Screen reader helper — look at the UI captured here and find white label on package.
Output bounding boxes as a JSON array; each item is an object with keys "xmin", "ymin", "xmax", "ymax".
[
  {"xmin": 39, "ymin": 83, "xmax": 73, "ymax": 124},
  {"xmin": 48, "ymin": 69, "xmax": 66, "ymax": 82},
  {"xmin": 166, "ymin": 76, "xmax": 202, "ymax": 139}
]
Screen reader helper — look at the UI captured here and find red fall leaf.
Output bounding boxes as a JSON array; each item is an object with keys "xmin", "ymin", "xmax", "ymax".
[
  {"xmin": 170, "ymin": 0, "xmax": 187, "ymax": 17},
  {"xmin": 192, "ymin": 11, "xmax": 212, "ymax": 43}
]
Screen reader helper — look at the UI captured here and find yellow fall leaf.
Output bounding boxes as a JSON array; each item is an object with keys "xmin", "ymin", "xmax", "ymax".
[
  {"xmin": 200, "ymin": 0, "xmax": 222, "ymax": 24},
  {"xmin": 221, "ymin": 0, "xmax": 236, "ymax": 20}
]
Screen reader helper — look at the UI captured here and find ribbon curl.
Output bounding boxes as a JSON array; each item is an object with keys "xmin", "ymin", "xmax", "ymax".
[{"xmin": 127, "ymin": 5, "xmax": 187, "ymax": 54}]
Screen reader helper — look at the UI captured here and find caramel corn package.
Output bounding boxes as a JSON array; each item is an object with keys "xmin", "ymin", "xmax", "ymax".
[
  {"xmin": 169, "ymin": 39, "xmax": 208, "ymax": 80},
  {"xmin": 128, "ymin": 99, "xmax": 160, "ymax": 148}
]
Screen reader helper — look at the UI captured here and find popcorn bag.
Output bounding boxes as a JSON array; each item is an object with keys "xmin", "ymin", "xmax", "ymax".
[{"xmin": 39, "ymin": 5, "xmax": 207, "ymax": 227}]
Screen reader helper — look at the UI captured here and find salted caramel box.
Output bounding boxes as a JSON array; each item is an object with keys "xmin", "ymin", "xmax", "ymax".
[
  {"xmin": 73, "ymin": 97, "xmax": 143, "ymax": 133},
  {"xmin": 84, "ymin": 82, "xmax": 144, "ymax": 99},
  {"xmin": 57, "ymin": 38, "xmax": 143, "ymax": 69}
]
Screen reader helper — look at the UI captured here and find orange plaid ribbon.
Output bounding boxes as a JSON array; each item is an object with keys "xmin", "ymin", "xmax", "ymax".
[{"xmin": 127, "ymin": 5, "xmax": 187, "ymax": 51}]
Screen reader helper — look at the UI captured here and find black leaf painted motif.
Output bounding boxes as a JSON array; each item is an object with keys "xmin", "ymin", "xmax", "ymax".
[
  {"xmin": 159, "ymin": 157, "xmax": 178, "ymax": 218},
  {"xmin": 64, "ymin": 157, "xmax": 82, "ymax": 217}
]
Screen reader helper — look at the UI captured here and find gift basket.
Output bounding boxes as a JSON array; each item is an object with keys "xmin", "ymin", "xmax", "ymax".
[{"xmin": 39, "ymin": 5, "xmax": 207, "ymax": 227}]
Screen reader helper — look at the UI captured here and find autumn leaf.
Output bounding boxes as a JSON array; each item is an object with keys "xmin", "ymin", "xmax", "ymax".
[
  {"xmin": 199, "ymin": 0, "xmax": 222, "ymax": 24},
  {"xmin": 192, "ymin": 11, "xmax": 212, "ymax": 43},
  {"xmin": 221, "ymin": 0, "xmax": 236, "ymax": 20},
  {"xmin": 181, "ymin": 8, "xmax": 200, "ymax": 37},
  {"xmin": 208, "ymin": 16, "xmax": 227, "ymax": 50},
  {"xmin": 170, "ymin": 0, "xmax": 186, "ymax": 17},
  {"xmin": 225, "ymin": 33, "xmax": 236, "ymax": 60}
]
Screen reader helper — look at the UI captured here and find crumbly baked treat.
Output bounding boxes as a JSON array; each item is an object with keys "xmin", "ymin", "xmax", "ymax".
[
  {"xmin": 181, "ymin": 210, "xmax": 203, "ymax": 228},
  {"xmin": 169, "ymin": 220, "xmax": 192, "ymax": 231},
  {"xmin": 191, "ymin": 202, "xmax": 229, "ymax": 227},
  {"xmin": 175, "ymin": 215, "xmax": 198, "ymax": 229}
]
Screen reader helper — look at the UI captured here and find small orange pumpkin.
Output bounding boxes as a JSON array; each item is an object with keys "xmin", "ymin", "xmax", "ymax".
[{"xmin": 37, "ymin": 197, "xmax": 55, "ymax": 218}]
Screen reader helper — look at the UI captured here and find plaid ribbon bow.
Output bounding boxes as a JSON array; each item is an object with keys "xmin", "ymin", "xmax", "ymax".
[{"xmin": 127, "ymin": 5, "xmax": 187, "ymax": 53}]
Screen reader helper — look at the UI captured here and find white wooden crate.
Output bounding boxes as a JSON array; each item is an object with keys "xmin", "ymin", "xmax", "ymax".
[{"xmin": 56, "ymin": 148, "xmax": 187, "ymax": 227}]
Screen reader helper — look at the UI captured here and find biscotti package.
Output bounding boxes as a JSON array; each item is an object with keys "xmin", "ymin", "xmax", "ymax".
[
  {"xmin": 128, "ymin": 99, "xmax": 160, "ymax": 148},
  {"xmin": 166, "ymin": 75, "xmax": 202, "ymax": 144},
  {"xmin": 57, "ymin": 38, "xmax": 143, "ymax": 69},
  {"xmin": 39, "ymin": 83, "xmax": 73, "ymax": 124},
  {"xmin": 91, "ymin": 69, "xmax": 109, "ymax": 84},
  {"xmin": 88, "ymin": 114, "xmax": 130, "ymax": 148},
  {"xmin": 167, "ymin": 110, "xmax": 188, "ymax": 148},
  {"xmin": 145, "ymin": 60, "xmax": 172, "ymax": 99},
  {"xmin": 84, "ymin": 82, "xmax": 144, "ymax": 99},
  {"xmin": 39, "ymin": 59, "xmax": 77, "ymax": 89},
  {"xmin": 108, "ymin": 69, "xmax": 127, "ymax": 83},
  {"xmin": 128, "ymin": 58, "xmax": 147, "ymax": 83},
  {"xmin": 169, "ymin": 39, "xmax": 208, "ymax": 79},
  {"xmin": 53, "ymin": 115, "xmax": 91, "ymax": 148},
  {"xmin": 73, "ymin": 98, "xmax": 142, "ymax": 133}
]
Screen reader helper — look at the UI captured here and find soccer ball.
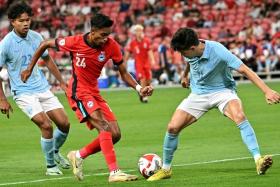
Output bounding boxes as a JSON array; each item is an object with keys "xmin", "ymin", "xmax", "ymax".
[{"xmin": 138, "ymin": 153, "xmax": 162, "ymax": 178}]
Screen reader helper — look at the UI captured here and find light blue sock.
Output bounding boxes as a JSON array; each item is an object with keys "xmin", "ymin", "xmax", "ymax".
[
  {"xmin": 41, "ymin": 137, "xmax": 56, "ymax": 167},
  {"xmin": 238, "ymin": 120, "xmax": 260, "ymax": 160},
  {"xmin": 53, "ymin": 128, "xmax": 68, "ymax": 153},
  {"xmin": 162, "ymin": 132, "xmax": 178, "ymax": 170}
]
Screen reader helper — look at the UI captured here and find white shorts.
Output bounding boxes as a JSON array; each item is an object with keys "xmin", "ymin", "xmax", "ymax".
[
  {"xmin": 14, "ymin": 90, "xmax": 63, "ymax": 119},
  {"xmin": 177, "ymin": 89, "xmax": 240, "ymax": 119}
]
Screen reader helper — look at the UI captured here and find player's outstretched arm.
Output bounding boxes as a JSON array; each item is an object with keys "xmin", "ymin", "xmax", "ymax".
[
  {"xmin": 43, "ymin": 55, "xmax": 67, "ymax": 92},
  {"xmin": 181, "ymin": 63, "xmax": 190, "ymax": 88},
  {"xmin": 118, "ymin": 63, "xmax": 153, "ymax": 96},
  {"xmin": 21, "ymin": 39, "xmax": 56, "ymax": 82},
  {"xmin": 0, "ymin": 70, "xmax": 13, "ymax": 118},
  {"xmin": 238, "ymin": 64, "xmax": 280, "ymax": 104}
]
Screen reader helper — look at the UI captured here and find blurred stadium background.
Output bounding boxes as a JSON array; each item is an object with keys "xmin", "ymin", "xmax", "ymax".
[
  {"xmin": 0, "ymin": 0, "xmax": 280, "ymax": 187},
  {"xmin": 0, "ymin": 0, "xmax": 280, "ymax": 93}
]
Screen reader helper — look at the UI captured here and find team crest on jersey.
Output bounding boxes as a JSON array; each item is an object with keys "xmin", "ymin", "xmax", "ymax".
[
  {"xmin": 98, "ymin": 51, "xmax": 106, "ymax": 62},
  {"xmin": 87, "ymin": 101, "xmax": 93, "ymax": 108},
  {"xmin": 58, "ymin": 39, "xmax": 65, "ymax": 46},
  {"xmin": 144, "ymin": 42, "xmax": 148, "ymax": 49}
]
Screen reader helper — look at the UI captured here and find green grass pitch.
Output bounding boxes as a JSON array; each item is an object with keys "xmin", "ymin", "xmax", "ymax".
[{"xmin": 0, "ymin": 82, "xmax": 280, "ymax": 187}]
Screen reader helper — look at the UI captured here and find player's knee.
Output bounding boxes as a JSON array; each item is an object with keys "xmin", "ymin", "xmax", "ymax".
[
  {"xmin": 112, "ymin": 132, "xmax": 121, "ymax": 144},
  {"xmin": 97, "ymin": 119, "xmax": 111, "ymax": 132},
  {"xmin": 57, "ymin": 118, "xmax": 70, "ymax": 133},
  {"xmin": 233, "ymin": 112, "xmax": 246, "ymax": 124},
  {"xmin": 39, "ymin": 122, "xmax": 53, "ymax": 134},
  {"xmin": 167, "ymin": 123, "xmax": 181, "ymax": 134}
]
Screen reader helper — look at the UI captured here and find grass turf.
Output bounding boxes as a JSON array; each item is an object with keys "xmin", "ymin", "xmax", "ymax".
[{"xmin": 0, "ymin": 82, "xmax": 280, "ymax": 187}]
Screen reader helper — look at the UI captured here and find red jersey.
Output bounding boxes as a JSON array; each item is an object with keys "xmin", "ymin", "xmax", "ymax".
[
  {"xmin": 127, "ymin": 37, "xmax": 151, "ymax": 66},
  {"xmin": 56, "ymin": 34, "xmax": 123, "ymax": 96}
]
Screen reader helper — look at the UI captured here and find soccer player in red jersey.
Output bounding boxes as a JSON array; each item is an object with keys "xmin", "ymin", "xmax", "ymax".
[
  {"xmin": 21, "ymin": 14, "xmax": 153, "ymax": 182},
  {"xmin": 124, "ymin": 25, "xmax": 155, "ymax": 103}
]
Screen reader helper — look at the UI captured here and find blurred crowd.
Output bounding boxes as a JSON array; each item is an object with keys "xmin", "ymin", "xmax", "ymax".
[{"xmin": 0, "ymin": 0, "xmax": 280, "ymax": 86}]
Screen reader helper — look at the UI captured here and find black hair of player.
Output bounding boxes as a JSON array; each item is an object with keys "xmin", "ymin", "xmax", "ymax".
[
  {"xmin": 171, "ymin": 27, "xmax": 199, "ymax": 51},
  {"xmin": 90, "ymin": 13, "xmax": 114, "ymax": 29},
  {"xmin": 8, "ymin": 1, "xmax": 33, "ymax": 19}
]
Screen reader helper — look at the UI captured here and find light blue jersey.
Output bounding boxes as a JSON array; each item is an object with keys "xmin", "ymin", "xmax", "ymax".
[
  {"xmin": 0, "ymin": 30, "xmax": 50, "ymax": 95},
  {"xmin": 185, "ymin": 40, "xmax": 243, "ymax": 94}
]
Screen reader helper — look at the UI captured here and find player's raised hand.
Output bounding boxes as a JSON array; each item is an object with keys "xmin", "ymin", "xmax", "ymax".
[
  {"xmin": 265, "ymin": 89, "xmax": 280, "ymax": 104},
  {"xmin": 60, "ymin": 82, "xmax": 68, "ymax": 93},
  {"xmin": 0, "ymin": 99, "xmax": 13, "ymax": 118},
  {"xmin": 20, "ymin": 69, "xmax": 32, "ymax": 83},
  {"xmin": 140, "ymin": 86, "xmax": 154, "ymax": 97},
  {"xmin": 181, "ymin": 77, "xmax": 190, "ymax": 88}
]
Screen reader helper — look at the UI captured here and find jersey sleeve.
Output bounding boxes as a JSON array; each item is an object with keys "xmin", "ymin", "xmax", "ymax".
[
  {"xmin": 55, "ymin": 36, "xmax": 74, "ymax": 52},
  {"xmin": 146, "ymin": 39, "xmax": 151, "ymax": 51},
  {"xmin": 216, "ymin": 43, "xmax": 243, "ymax": 70},
  {"xmin": 125, "ymin": 41, "xmax": 133, "ymax": 53},
  {"xmin": 111, "ymin": 42, "xmax": 123, "ymax": 65},
  {"xmin": 0, "ymin": 43, "xmax": 6, "ymax": 67},
  {"xmin": 38, "ymin": 34, "xmax": 49, "ymax": 58}
]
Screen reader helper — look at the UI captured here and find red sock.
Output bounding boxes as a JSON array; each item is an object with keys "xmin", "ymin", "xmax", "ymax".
[
  {"xmin": 99, "ymin": 131, "xmax": 119, "ymax": 171},
  {"xmin": 79, "ymin": 137, "xmax": 101, "ymax": 158}
]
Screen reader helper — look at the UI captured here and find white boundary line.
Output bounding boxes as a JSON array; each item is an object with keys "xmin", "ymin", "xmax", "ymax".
[{"xmin": 0, "ymin": 153, "xmax": 280, "ymax": 186}]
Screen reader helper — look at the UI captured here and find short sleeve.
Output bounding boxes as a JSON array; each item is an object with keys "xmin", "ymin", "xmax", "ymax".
[
  {"xmin": 125, "ymin": 41, "xmax": 132, "ymax": 53},
  {"xmin": 111, "ymin": 42, "xmax": 123, "ymax": 65},
  {"xmin": 145, "ymin": 39, "xmax": 151, "ymax": 50},
  {"xmin": 0, "ymin": 43, "xmax": 6, "ymax": 67},
  {"xmin": 216, "ymin": 43, "xmax": 243, "ymax": 70},
  {"xmin": 55, "ymin": 36, "xmax": 73, "ymax": 52},
  {"xmin": 38, "ymin": 34, "xmax": 49, "ymax": 57}
]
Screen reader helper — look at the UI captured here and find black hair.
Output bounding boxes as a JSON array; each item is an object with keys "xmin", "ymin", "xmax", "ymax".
[
  {"xmin": 171, "ymin": 27, "xmax": 199, "ymax": 51},
  {"xmin": 90, "ymin": 13, "xmax": 114, "ymax": 29},
  {"xmin": 8, "ymin": 1, "xmax": 33, "ymax": 19}
]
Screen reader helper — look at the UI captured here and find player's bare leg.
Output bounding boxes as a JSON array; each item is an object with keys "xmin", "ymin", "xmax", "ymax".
[{"xmin": 47, "ymin": 108, "xmax": 70, "ymax": 169}]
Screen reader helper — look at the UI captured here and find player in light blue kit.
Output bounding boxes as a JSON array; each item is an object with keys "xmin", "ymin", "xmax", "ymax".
[
  {"xmin": 0, "ymin": 2, "xmax": 70, "ymax": 175},
  {"xmin": 148, "ymin": 28, "xmax": 280, "ymax": 181}
]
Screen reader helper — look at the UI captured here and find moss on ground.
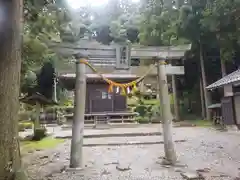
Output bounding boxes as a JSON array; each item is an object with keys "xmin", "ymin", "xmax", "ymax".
[
  {"xmin": 20, "ymin": 137, "xmax": 65, "ymax": 154},
  {"xmin": 185, "ymin": 119, "xmax": 213, "ymax": 127}
]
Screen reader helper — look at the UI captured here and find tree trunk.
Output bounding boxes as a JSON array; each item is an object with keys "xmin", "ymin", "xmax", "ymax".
[
  {"xmin": 0, "ymin": 0, "xmax": 23, "ymax": 180},
  {"xmin": 220, "ymin": 50, "xmax": 227, "ymax": 96},
  {"xmin": 157, "ymin": 63, "xmax": 177, "ymax": 165},
  {"xmin": 199, "ymin": 77, "xmax": 206, "ymax": 118},
  {"xmin": 70, "ymin": 58, "xmax": 86, "ymax": 168},
  {"xmin": 199, "ymin": 43, "xmax": 211, "ymax": 120},
  {"xmin": 172, "ymin": 75, "xmax": 180, "ymax": 121}
]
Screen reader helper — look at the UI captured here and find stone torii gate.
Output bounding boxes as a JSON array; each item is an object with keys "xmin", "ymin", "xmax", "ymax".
[{"xmin": 48, "ymin": 40, "xmax": 191, "ymax": 169}]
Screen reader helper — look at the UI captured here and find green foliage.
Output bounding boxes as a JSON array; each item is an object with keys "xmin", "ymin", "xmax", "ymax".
[
  {"xmin": 135, "ymin": 116, "xmax": 150, "ymax": 124},
  {"xmin": 32, "ymin": 128, "xmax": 47, "ymax": 141},
  {"xmin": 135, "ymin": 104, "xmax": 147, "ymax": 117},
  {"xmin": 18, "ymin": 122, "xmax": 33, "ymax": 132}
]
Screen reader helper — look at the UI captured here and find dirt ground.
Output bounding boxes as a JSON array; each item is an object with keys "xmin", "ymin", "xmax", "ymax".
[{"xmin": 23, "ymin": 127, "xmax": 240, "ymax": 180}]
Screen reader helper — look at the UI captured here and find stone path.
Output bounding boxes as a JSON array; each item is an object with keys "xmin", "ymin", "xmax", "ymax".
[{"xmin": 25, "ymin": 127, "xmax": 240, "ymax": 180}]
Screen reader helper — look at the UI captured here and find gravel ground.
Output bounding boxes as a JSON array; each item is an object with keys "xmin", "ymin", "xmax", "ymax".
[{"xmin": 24, "ymin": 127, "xmax": 240, "ymax": 180}]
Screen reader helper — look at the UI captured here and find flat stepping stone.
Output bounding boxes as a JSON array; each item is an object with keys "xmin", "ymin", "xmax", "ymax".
[
  {"xmin": 180, "ymin": 172, "xmax": 205, "ymax": 180},
  {"xmin": 116, "ymin": 163, "xmax": 131, "ymax": 171}
]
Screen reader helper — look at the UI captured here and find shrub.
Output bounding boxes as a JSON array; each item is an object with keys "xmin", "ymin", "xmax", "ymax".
[
  {"xmin": 32, "ymin": 128, "xmax": 47, "ymax": 141},
  {"xmin": 134, "ymin": 104, "xmax": 147, "ymax": 117},
  {"xmin": 135, "ymin": 116, "xmax": 150, "ymax": 124},
  {"xmin": 18, "ymin": 122, "xmax": 32, "ymax": 132}
]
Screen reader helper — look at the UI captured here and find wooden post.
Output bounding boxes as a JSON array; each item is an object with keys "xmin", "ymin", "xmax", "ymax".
[
  {"xmin": 172, "ymin": 74, "xmax": 180, "ymax": 121},
  {"xmin": 53, "ymin": 77, "xmax": 57, "ymax": 102},
  {"xmin": 157, "ymin": 63, "xmax": 177, "ymax": 164},
  {"xmin": 70, "ymin": 56, "xmax": 86, "ymax": 169},
  {"xmin": 34, "ymin": 102, "xmax": 41, "ymax": 131}
]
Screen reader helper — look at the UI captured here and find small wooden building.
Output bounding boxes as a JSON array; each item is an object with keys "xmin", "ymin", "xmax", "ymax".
[
  {"xmin": 59, "ymin": 74, "xmax": 138, "ymax": 114},
  {"xmin": 206, "ymin": 69, "xmax": 240, "ymax": 128}
]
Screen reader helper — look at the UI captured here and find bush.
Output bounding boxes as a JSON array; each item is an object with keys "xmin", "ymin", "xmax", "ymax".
[
  {"xmin": 134, "ymin": 104, "xmax": 147, "ymax": 117},
  {"xmin": 32, "ymin": 128, "xmax": 47, "ymax": 141},
  {"xmin": 18, "ymin": 122, "xmax": 32, "ymax": 132},
  {"xmin": 135, "ymin": 116, "xmax": 150, "ymax": 124}
]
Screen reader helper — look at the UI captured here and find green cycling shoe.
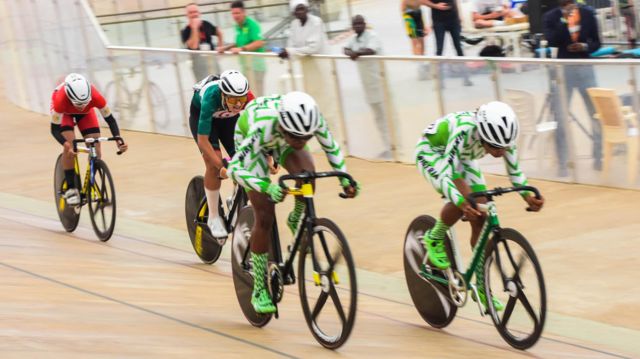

Exercise aim: Lay out the lines above as a JSON list of strings, one string per line, from the line with "small wooden building." up to and including the last line, with blank lines omitted. Leave the pictures out.

Response:
[
  "Screen reader helper — look at the UI captured here and find small wooden building.",
  "Output bounding boxes as a JSON array; each item is an object with keys \"xmin\", \"ymin\", \"xmax\", \"ymax\".",
  "[",
  "  {\"xmin\": 59, \"ymin\": 74, \"xmax\": 138, \"ymax\": 114},",
  "  {\"xmin\": 206, \"ymin\": 69, \"xmax\": 240, \"ymax\": 128}",
  "]",
  "Screen reader helper — look at the UI captured here and find bush.",
  "Output bounding boxes as a JSON array; each item is an object with keys \"xmin\", \"ymin\", \"xmax\", \"ymax\".",
  "[",
  "  {\"xmin\": 134, \"ymin\": 104, \"xmax\": 147, \"ymax\": 117},",
  "  {\"xmin\": 32, \"ymin\": 128, \"xmax\": 47, \"ymax\": 141},",
  "  {\"xmin\": 18, \"ymin\": 122, \"xmax\": 32, \"ymax\": 132},",
  "  {\"xmin\": 135, \"ymin\": 116, \"xmax\": 150, \"ymax\": 124}",
  "]",
  "Screen reader helper — look at the UI captured here and find green cycling shoe."
]